--- Source material Enclosed Below ---

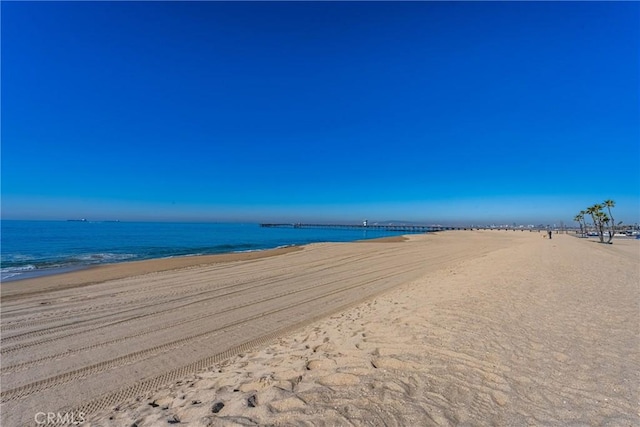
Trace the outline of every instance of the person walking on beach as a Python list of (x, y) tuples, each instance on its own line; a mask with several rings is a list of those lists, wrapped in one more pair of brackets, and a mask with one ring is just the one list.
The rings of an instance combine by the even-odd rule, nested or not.
[(549, 231), (548, 231), (548, 233), (549, 233), (549, 239), (551, 239), (551, 235), (552, 235), (553, 233), (551, 232), (551, 230), (549, 230)]

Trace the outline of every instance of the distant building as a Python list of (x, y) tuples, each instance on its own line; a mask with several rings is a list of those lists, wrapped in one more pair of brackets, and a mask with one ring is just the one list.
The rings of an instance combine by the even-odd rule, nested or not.
[(369, 220), (365, 219), (364, 221), (362, 221), (362, 226), (366, 227), (367, 225), (369, 225)]

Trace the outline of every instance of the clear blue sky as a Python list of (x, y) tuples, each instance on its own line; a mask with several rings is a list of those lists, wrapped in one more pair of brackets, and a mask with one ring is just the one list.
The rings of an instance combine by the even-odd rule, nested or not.
[(640, 3), (1, 7), (3, 218), (640, 221)]

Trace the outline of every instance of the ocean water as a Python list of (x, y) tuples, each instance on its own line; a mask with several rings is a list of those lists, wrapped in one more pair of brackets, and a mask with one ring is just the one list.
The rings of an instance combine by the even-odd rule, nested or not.
[(97, 264), (400, 234), (406, 232), (230, 223), (2, 221), (0, 280), (56, 274)]

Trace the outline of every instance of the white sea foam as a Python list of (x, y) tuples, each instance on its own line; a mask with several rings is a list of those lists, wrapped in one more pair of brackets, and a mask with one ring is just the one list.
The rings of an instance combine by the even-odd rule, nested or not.
[(246, 253), (246, 252), (262, 252), (262, 251), (270, 251), (270, 250), (274, 250), (274, 249), (291, 248), (293, 246), (298, 246), (298, 245), (280, 245), (280, 246), (276, 246), (274, 248), (245, 249), (243, 251), (233, 251), (232, 253), (234, 253), (234, 254), (243, 254), (243, 253)]
[(26, 273), (28, 271), (33, 271), (33, 270), (36, 270), (35, 265), (22, 265), (20, 267), (0, 268), (0, 280), (7, 280), (12, 277), (19, 276), (22, 273)]
[(76, 261), (89, 262), (89, 263), (107, 263), (115, 261), (124, 261), (131, 258), (136, 258), (136, 254), (115, 254), (115, 253), (95, 253), (95, 254), (82, 254), (73, 257)]
[(31, 270), (35, 270), (36, 266), (35, 265), (22, 265), (20, 267), (5, 267), (5, 268), (0, 268), (0, 273), (20, 273), (23, 271), (31, 271)]

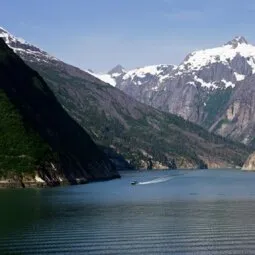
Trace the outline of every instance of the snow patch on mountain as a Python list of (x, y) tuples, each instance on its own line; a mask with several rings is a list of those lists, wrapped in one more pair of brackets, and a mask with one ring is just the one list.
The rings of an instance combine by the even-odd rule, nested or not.
[(91, 70), (85, 70), (85, 72), (93, 75), (94, 77), (98, 78), (99, 80), (108, 83), (110, 85), (112, 85), (113, 87), (116, 86), (116, 81), (114, 78), (112, 78), (112, 76), (110, 74), (101, 74), (101, 73), (94, 73)]
[(221, 81), (225, 84), (225, 88), (228, 88), (228, 87), (234, 88), (235, 87), (235, 84), (231, 81), (226, 81), (225, 79), (222, 79)]
[(5, 30), (4, 28), (0, 27), (0, 37), (4, 39), (6, 44), (11, 44), (11, 43), (21, 43), (21, 44), (27, 44), (29, 45), (29, 43), (27, 43), (23, 38), (18, 38), (13, 36), (12, 34), (10, 34), (7, 30)]
[[(170, 71), (176, 68), (173, 65), (150, 65), (132, 70), (126, 70), (121, 65), (117, 65), (107, 74), (89, 72), (98, 79), (111, 84), (118, 85), (118, 82), (131, 82), (133, 85), (143, 85), (145, 80), (156, 78), (158, 85), (170, 78)], [(88, 71), (87, 71), (88, 72)], [(153, 87), (156, 90), (158, 86)]]
[(112, 74), (112, 77), (116, 78), (116, 77), (119, 77), (119, 76), (121, 76), (121, 75), (122, 75), (122, 73), (113, 73), (113, 74)]
[(113, 87), (116, 86), (116, 81), (110, 74), (93, 74), (92, 73), (92, 75), (96, 76), (98, 79), (102, 80), (103, 82), (112, 85)]
[(205, 82), (204, 80), (197, 76), (194, 76), (194, 80), (200, 83), (201, 87), (217, 89), (217, 85), (215, 85), (214, 82)]
[(245, 79), (245, 75), (243, 75), (243, 74), (235, 72), (234, 75), (235, 75), (237, 81), (242, 81)]
[(2, 38), (5, 41), (5, 43), (11, 49), (13, 49), (15, 53), (19, 52), (20, 54), (29, 54), (34, 61), (38, 62), (40, 61), (47, 62), (48, 60), (58, 61), (57, 58), (49, 55), (47, 52), (39, 49), (38, 47), (28, 43), (24, 39), (15, 37), (2, 27), (0, 27), (0, 38)]
[(167, 65), (151, 65), (151, 66), (145, 66), (142, 68), (137, 68), (128, 71), (124, 76), (123, 80), (131, 79), (133, 80), (134, 77), (138, 78), (145, 78), (146, 75), (160, 75), (163, 70), (162, 68), (167, 68)]
[(169, 79), (170, 77), (171, 77), (170, 74), (161, 75), (161, 76), (159, 77), (159, 82), (162, 83), (162, 82), (164, 82), (165, 80)]
[(191, 70), (198, 71), (213, 63), (229, 65), (237, 54), (247, 59), (252, 72), (255, 73), (255, 47), (248, 44), (243, 37), (236, 37), (221, 47), (192, 52), (178, 67), (180, 72), (176, 75), (182, 75)]

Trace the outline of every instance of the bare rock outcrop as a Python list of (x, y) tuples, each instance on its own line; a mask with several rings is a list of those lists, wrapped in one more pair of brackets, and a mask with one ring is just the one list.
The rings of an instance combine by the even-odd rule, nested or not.
[(243, 170), (255, 171), (255, 152), (252, 153), (243, 165)]

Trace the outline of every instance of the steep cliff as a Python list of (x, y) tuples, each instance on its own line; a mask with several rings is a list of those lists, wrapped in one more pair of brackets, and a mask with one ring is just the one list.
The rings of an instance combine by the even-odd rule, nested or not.
[(255, 145), (255, 75), (237, 84), (211, 131)]
[(248, 157), (242, 169), (255, 171), (255, 152)]
[(0, 184), (75, 184), (119, 176), (44, 80), (2, 39), (0, 81)]

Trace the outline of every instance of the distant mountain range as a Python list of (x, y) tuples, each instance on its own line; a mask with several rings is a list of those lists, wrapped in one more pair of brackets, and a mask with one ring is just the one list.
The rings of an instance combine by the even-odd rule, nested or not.
[[(85, 72), (66, 64), (4, 29), (0, 29), (0, 37), (39, 72), (62, 107), (88, 132), (118, 169), (240, 167), (251, 152), (242, 144), (168, 113), (168, 106), (174, 107), (174, 103), (176, 108), (183, 108), (185, 112), (186, 108), (181, 104), (190, 102), (187, 100), (191, 97), (190, 91), (199, 91), (198, 85), (187, 83), (176, 84), (176, 89), (167, 86), (167, 81), (173, 79), (173, 72), (177, 72), (176, 66), (150, 66), (128, 72), (117, 66), (106, 77), (114, 80), (116, 87), (123, 89), (124, 93), (98, 79), (102, 79), (101, 76), (95, 77), (91, 71)], [(182, 80), (182, 77), (178, 79)], [(154, 82), (151, 83), (151, 80)], [(200, 87), (201, 91), (205, 89)], [(173, 89), (172, 94), (170, 89)], [(136, 93), (127, 95), (135, 91), (140, 91), (140, 98), (135, 96)], [(181, 94), (182, 100), (177, 98)], [(170, 96), (174, 102), (169, 101)], [(133, 97), (164, 111), (140, 103)], [(158, 99), (152, 103), (155, 98)], [(156, 102), (161, 102), (161, 107), (155, 105)]]
[(242, 36), (178, 65), (93, 74), (138, 101), (245, 144), (255, 143), (255, 47)]

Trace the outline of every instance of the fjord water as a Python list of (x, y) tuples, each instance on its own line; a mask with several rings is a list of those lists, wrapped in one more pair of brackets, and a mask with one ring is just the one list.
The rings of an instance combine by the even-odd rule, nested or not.
[(0, 202), (0, 254), (255, 254), (253, 172), (123, 172)]

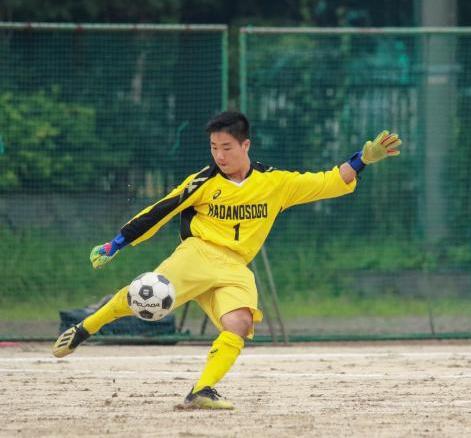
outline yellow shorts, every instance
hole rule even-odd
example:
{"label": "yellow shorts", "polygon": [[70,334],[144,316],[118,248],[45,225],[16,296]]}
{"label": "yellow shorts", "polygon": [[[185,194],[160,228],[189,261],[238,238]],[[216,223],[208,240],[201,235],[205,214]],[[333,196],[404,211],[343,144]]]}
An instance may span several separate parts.
{"label": "yellow shorts", "polygon": [[[241,307],[252,311],[254,323],[262,321],[254,275],[244,259],[228,248],[189,237],[155,272],[175,286],[175,307],[196,301],[219,331],[223,330],[221,316]],[[253,332],[252,327],[249,338]]]}

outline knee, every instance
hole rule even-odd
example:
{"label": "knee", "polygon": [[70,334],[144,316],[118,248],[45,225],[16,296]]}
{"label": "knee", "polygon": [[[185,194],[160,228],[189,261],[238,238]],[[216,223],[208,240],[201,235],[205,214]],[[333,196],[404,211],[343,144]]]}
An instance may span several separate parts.
{"label": "knee", "polygon": [[233,310],[221,317],[221,324],[224,330],[245,338],[253,327],[252,312],[247,307]]}

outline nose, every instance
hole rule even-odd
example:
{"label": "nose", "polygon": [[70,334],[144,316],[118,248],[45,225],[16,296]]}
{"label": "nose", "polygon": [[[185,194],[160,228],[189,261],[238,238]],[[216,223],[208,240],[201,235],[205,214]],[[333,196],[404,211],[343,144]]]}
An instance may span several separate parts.
{"label": "nose", "polygon": [[224,153],[222,151],[216,152],[216,161],[224,161]]}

--- End of Enclosed Source material ---

• _What you should do_
Copy every line of the entries in which "water" can be found.

• _Exercise result_
Trace the outline of every instance of the ocean water as a Python list of (x, y) tuples, each instance on its own line; a mask with several rings is a list of those lists, wrapped in one more pair of brackets, and a mask with one ring is just the one list.
Trace the outline of every instance of the fjord water as a Python list of (x, y) tuples, each instance on its own line; a mask with several rings is a list of those lists, wrapped in one more pair of brackets, and a mask with one ring is just the one list.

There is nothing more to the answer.